PROBLEM REQUIREMENTS
Output as a JSON array of strings, one string per line with blank lines omitted, everything in the data below from the line containing "Task: place one point on each instance of the brown" down to the final line of the data, both included.

>> BEGIN RECORDED INFORMATION

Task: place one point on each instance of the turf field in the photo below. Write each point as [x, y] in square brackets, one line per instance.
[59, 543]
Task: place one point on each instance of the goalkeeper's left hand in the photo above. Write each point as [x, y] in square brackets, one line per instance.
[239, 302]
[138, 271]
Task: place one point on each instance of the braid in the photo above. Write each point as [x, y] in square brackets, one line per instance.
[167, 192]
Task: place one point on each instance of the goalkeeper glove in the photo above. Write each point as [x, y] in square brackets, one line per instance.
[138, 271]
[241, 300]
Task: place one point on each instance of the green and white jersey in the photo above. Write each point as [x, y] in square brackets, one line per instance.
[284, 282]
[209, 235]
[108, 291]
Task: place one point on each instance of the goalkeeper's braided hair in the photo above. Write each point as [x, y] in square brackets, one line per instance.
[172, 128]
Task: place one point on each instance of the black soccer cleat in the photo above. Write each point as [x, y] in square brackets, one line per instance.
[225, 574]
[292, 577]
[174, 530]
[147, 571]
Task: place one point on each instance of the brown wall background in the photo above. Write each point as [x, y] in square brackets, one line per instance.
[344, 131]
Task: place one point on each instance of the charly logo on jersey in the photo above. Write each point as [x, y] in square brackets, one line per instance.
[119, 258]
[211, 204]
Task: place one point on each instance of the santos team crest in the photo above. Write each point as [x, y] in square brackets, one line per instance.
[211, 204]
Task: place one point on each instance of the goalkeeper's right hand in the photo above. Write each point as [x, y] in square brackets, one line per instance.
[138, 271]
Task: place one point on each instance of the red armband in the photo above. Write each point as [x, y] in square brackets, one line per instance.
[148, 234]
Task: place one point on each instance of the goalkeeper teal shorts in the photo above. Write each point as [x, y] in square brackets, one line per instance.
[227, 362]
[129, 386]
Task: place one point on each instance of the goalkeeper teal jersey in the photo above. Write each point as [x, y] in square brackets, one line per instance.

>> END RECORDED INFORMATION

WORKED SOLUTION
[
  "Task: place one point on each instance of the brown wall background in the photo above. Write each point as [x, y] in square brackets, one line per instance.",
  "[344, 131]",
  "Task: place one point on each instance of the charly logo on jersey in the photo above. Write each point as [x, y] in square brackets, one line per instance.",
  "[119, 258]",
  "[211, 204]",
  "Task: place one point on each instance of the santos team crest in the photo above. Write each point as [x, y] in square brackets, one line per instance.",
  "[211, 204]",
  "Task: place one point on each instance of the goalkeeper's right hand in the photo above. Write each point as [x, y] in square brackets, one line per instance.",
  "[138, 271]",
  "Task: place one point on each instance of the red armband in the photo above. Write each point as [x, y] in square brackets, one line per instance.",
  "[148, 234]",
  "Task: place one point on each instance of the goalkeeper teal shorts in the photo above. Write each point as [x, y] in square brackets, one line per instance.",
  "[227, 362]",
  "[129, 386]",
  "Task: place one point on each instance of the goalkeeper teal jersey in the photo above. Write each point as [x, y] in square brackets, one line per instance."
]